→ **Requirement**
Pull out every line in the items below that contains the string "short".

— START OF Supplied data —

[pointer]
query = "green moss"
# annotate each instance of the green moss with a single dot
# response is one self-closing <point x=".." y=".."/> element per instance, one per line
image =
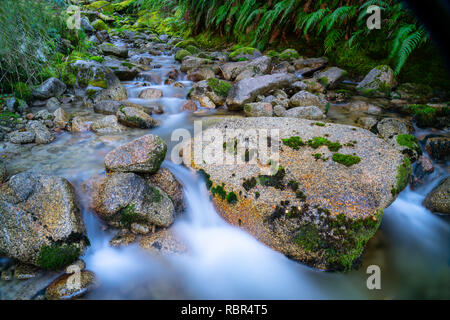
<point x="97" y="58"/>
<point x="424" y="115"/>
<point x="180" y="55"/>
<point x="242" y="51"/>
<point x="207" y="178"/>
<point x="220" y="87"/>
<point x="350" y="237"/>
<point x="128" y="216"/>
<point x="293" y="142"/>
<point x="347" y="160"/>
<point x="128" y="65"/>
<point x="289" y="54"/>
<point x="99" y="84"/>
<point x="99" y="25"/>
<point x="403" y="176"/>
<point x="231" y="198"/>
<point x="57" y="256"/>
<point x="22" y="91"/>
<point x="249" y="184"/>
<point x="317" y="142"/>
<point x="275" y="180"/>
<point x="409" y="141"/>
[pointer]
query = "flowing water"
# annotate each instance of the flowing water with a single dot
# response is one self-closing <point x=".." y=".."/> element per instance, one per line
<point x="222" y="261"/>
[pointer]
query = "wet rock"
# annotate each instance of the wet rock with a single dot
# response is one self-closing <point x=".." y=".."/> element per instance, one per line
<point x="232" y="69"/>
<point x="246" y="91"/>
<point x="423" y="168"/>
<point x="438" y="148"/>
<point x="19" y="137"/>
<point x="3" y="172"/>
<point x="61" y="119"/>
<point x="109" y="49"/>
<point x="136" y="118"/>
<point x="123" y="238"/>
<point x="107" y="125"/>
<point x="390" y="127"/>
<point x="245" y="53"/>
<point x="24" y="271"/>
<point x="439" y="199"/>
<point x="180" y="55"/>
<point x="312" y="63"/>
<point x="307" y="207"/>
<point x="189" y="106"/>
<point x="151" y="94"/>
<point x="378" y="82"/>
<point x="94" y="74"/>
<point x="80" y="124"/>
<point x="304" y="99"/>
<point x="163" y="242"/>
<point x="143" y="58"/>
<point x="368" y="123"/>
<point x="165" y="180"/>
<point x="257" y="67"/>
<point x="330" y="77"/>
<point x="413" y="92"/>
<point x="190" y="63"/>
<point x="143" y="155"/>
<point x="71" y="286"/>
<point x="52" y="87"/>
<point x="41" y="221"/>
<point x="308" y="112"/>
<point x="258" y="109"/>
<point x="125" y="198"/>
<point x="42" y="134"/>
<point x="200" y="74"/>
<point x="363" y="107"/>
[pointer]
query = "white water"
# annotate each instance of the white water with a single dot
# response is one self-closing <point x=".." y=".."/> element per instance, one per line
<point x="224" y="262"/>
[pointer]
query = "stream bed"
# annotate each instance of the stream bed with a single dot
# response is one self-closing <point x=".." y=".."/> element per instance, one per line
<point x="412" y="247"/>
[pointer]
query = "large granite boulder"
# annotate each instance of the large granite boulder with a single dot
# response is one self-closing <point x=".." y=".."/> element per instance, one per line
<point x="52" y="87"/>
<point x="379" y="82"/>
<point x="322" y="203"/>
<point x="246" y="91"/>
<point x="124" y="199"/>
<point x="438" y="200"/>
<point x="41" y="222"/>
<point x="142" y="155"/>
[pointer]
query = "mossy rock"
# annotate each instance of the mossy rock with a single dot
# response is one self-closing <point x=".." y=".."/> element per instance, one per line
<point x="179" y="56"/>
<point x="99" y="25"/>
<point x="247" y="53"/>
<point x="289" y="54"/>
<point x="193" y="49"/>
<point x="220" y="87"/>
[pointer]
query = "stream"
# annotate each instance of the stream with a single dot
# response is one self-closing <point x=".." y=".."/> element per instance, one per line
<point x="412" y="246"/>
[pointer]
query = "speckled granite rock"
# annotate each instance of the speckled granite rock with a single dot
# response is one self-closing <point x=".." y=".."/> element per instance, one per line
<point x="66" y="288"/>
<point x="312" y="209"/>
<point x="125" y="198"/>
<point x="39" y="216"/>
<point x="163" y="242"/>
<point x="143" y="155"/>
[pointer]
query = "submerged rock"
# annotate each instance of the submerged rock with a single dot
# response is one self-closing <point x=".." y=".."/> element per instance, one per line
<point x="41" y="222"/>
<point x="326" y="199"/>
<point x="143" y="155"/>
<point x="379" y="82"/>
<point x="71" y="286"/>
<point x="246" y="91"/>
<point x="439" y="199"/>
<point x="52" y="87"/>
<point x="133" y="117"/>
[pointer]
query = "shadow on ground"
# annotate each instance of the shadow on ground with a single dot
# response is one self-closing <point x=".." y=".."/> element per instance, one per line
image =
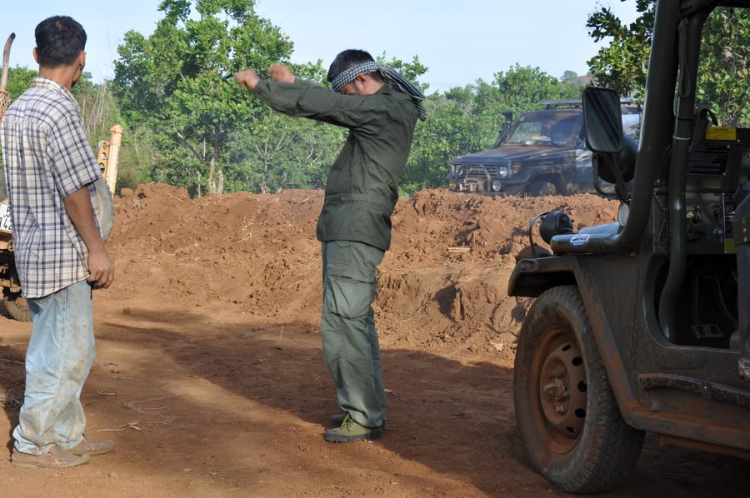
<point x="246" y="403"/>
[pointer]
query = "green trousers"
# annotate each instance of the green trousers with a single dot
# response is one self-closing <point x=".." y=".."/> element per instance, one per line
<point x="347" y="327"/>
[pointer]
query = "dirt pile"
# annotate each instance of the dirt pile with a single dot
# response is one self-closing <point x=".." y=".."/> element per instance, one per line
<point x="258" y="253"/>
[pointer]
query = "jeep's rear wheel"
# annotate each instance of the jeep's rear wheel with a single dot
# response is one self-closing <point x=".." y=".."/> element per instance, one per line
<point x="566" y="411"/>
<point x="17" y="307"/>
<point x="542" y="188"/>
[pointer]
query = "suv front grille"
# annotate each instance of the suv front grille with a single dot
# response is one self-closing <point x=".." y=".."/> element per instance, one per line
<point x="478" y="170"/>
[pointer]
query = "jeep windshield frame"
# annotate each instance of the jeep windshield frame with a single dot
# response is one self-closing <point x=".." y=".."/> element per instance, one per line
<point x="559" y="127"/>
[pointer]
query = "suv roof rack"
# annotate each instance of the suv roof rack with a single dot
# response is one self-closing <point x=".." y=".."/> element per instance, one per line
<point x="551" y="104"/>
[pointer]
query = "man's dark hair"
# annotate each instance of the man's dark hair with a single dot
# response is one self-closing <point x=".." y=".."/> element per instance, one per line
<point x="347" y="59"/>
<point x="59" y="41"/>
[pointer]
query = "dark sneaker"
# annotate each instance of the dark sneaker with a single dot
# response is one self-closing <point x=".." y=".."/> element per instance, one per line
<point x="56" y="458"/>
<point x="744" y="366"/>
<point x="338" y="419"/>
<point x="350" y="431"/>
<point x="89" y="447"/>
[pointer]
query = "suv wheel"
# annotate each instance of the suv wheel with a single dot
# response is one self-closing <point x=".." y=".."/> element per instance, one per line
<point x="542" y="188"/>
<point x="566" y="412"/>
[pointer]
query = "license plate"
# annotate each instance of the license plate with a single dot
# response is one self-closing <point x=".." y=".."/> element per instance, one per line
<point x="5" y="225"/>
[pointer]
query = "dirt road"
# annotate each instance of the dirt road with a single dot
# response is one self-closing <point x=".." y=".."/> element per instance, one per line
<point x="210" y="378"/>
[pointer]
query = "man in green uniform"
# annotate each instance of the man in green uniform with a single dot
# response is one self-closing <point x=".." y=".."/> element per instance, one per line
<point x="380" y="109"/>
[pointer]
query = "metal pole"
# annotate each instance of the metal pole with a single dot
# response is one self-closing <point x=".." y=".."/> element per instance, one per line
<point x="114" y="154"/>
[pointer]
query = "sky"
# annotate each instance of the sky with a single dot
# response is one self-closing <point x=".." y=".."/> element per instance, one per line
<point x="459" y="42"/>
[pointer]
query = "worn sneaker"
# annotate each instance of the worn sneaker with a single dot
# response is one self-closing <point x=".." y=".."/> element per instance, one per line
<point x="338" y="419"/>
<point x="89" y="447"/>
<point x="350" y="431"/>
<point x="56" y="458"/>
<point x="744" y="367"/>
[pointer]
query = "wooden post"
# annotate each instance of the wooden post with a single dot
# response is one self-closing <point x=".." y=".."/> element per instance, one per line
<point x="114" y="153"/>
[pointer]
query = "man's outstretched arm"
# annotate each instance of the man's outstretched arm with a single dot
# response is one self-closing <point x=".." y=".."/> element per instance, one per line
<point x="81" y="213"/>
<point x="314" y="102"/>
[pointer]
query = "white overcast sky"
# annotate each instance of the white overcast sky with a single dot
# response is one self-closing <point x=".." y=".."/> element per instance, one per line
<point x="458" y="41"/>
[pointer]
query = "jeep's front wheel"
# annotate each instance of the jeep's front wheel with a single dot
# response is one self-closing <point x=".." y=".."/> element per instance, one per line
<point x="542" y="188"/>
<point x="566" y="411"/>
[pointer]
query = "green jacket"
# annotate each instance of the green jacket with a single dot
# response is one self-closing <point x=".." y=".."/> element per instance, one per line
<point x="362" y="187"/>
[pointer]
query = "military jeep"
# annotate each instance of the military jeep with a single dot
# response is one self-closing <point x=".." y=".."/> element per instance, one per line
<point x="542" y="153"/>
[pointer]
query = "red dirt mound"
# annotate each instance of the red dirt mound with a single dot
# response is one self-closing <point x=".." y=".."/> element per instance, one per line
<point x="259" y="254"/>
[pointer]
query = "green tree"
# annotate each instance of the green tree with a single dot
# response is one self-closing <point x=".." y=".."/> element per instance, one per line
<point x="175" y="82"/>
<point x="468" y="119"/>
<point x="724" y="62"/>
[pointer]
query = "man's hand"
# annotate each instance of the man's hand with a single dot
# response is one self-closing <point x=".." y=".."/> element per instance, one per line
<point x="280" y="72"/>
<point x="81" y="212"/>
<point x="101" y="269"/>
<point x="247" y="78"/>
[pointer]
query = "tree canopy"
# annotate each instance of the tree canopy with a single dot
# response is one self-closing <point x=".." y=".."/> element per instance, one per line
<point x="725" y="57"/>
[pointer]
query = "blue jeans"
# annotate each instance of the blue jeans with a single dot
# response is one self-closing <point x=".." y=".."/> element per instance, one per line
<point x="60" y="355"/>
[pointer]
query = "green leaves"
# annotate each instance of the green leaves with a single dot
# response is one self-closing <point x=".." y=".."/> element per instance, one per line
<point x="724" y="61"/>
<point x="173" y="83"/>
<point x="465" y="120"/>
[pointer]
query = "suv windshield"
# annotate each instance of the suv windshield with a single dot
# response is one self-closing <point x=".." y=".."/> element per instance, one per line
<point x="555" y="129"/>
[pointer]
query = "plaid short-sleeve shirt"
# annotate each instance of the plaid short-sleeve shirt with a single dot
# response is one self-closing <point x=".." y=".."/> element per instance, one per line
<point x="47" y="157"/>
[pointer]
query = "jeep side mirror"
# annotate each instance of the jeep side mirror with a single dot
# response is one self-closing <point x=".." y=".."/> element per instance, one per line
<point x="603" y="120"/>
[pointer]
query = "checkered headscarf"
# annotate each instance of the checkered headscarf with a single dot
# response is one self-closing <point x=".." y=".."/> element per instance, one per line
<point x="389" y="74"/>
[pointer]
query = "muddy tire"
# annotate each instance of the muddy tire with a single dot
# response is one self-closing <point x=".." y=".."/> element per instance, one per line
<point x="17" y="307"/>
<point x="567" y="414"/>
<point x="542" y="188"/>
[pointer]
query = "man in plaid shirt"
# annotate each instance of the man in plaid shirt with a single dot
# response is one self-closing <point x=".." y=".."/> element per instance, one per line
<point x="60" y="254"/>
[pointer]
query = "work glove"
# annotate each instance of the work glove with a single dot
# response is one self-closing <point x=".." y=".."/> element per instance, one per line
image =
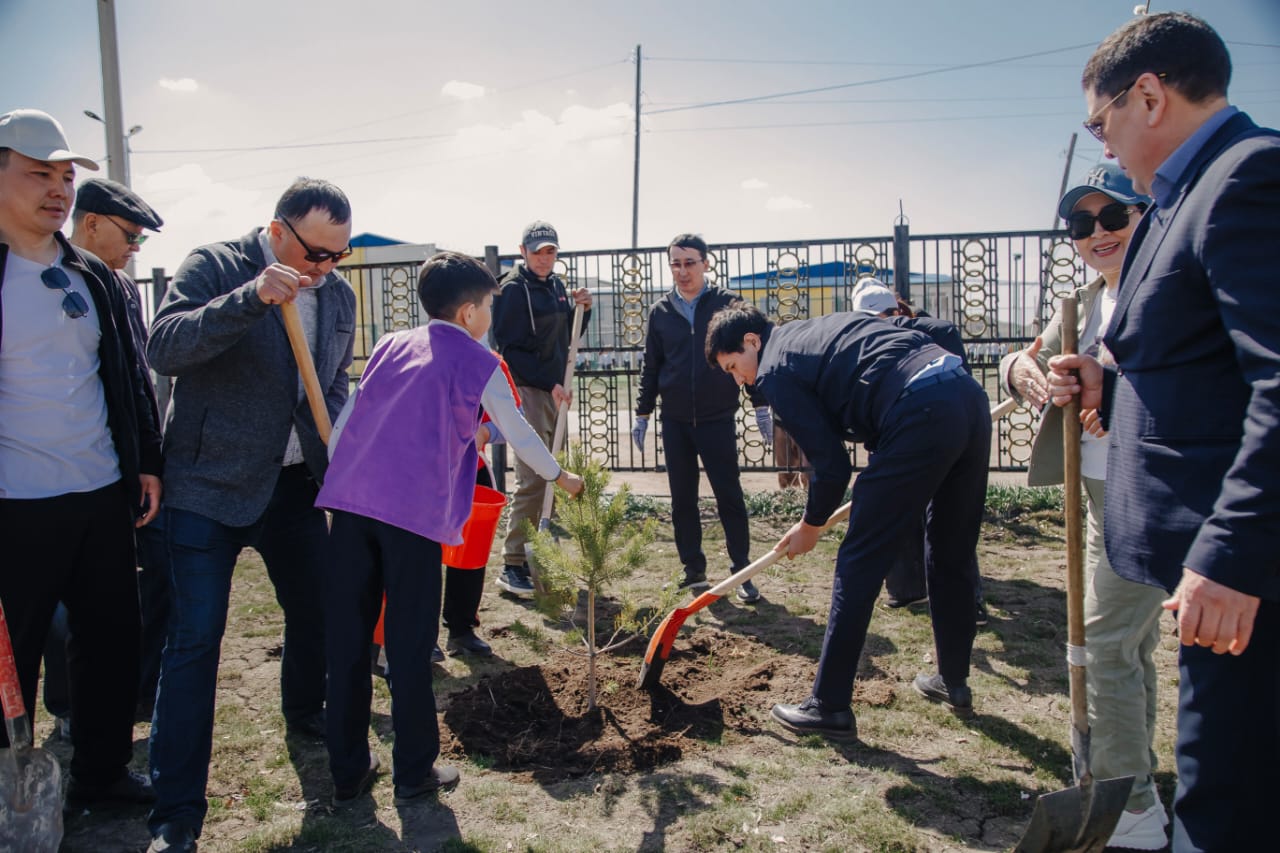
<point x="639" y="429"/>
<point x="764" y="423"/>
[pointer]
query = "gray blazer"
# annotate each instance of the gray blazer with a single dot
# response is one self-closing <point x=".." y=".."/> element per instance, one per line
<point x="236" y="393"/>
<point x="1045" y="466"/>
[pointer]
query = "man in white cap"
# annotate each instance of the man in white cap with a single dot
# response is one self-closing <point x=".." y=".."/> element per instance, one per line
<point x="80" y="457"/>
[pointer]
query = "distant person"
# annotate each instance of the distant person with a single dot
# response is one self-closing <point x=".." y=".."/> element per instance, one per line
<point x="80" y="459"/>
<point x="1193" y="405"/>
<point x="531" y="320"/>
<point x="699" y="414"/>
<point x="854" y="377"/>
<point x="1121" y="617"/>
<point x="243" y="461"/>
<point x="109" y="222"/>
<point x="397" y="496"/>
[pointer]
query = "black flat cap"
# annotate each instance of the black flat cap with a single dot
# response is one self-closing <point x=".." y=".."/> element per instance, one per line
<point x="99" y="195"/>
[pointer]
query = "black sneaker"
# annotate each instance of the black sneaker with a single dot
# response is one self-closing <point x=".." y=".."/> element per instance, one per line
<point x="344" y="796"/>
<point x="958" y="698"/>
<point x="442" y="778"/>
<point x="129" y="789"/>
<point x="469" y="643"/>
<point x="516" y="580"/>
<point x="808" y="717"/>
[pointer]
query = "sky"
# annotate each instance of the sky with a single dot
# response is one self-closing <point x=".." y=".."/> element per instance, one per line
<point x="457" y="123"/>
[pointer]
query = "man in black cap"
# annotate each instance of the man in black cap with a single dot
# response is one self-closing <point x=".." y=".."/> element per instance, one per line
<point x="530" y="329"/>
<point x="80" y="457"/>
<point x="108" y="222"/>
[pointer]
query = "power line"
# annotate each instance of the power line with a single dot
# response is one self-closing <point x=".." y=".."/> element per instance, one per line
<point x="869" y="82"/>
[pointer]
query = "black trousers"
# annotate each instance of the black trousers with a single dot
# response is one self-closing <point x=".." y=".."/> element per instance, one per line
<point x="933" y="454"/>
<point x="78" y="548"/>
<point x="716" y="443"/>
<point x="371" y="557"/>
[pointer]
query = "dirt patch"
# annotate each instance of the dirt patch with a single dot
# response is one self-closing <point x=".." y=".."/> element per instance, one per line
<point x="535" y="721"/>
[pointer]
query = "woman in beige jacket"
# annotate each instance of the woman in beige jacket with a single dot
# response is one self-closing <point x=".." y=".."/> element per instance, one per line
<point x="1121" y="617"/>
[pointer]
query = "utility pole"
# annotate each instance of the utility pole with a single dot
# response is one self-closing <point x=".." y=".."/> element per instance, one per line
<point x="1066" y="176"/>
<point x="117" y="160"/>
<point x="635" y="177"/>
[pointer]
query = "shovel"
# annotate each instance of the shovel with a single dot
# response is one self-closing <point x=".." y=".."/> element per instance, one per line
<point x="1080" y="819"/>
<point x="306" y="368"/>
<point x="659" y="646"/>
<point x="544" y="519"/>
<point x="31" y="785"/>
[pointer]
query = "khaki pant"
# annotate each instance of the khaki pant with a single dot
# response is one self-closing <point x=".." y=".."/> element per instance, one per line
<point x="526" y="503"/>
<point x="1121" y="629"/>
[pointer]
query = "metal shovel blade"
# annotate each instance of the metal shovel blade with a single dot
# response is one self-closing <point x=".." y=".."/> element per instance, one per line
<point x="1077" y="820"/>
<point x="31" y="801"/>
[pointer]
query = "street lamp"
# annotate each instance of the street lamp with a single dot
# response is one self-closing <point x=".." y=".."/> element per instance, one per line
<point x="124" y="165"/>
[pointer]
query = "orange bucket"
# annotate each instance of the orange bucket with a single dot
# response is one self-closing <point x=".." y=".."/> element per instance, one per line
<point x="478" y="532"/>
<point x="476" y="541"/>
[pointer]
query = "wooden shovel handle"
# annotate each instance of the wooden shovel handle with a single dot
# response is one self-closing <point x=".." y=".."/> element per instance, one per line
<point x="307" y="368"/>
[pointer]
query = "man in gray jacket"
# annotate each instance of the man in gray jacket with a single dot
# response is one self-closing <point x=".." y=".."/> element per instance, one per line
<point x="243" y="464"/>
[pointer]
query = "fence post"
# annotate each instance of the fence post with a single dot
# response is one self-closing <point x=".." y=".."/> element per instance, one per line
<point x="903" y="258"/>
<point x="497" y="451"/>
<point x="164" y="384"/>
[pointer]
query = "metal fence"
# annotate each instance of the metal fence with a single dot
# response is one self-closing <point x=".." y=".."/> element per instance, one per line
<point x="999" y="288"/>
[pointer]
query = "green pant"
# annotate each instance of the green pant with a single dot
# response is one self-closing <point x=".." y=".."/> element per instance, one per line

— END OF Supplied data —

→ **The solution**
query = "plaid short-sleeve shirt"
# annotate each instance of the plaid short-sleeve shirt with a single dot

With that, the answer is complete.